**La tarea:**
Devuelve de forma literal el fragmento del texto sobre la presentación del libro La igualdad en rodaje que empieza en "Todo esto viene" y termina en "todo el acto.".

Todo esto viene a cuento de la presentación del libro La igualdad en rodaje, de Octavio Salazar Benítez, que tuvo lugar el pasado viernes día 29 de enero en Cabra. Se trata de un ensayo que indaga en el tratamiento dado a la mujer en un amplio número de películas. El acto comenzó con la proyección de un vídeo compuesto de imágenes y banda sonora de algunas de las películas analizadas en el libro. A su conclusión, y charlando con desenfado, entraron en la sala presentador y presentado para iniciar un diálogo que dejó ver tanto la complicidad entre ambos como la facilidad y fluidez con que se mueven en el asunto tratado: de hecho, no vi a ninguno de los dos mirar papel alguno en todo el acto.
Por lo que respecta al autor, y aunque había oído hablar de él, no lo conocía personalmente. La primera impresión que tuve, quizás por deformación profesional, fue la de que Octavio Salazar es, con toda seguridad, uno de esos profesores a los que uno quisiera parecerse y del que hubiera estado encantado de ser alumno: desde el primer momento, argumentó con abrumadora solidez, con la naturalidad del que ha transitado el asunto horas y horas, con esa holgura apasionada de quien no solo ha leído mucho sobre el tema, sino que ha dedicado, además, bastante más tiempo a pensar en él. Hablaba y hablaba, y de su conversación fácil brotaban pertinentes citas, datos demoledores, así como los más poderosos argumentos para desmontar las actitudes discriminatorias de estas películas (presentes, incluso, en directores de los que uno en principio no sospecharía). Lejos de encastillarse en un frío academicismo, uno sospecha que Octavio Salazar ha meditado con hondura la igualdad, la ha interiorizado poderosamente y la vive ahora jubiloso y vigilante en cada instante de su vida diaria.

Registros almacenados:

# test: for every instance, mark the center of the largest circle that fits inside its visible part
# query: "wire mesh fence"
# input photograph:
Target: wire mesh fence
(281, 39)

**Respuesta:**
Todo esto viene a cuento de la presentación del libro La igualdad en rodaje, de Octavio Salazar Benítez, que tuvo lugar el pasado viernes día 29 de enero en Cabra. Se trata de un ensayo que indaga en el tratamiento dado a la mujer en un amplio número de películas. El acto comenzó con la proyección de un vídeo compuesto de imágenes y banda sonora de algunas de las películas analizadas en el libro. A su conclusión, y charlando con desenfado, entraron en la sala presentador y presentado para iniciar un diálogo que dejó ver tanto la complicidad entre ambos como la facilidad y fluidez con que se mueven en el asunto tratado: de hecho, no vi a ninguno de los dos mirar papel alguno en todo el acto.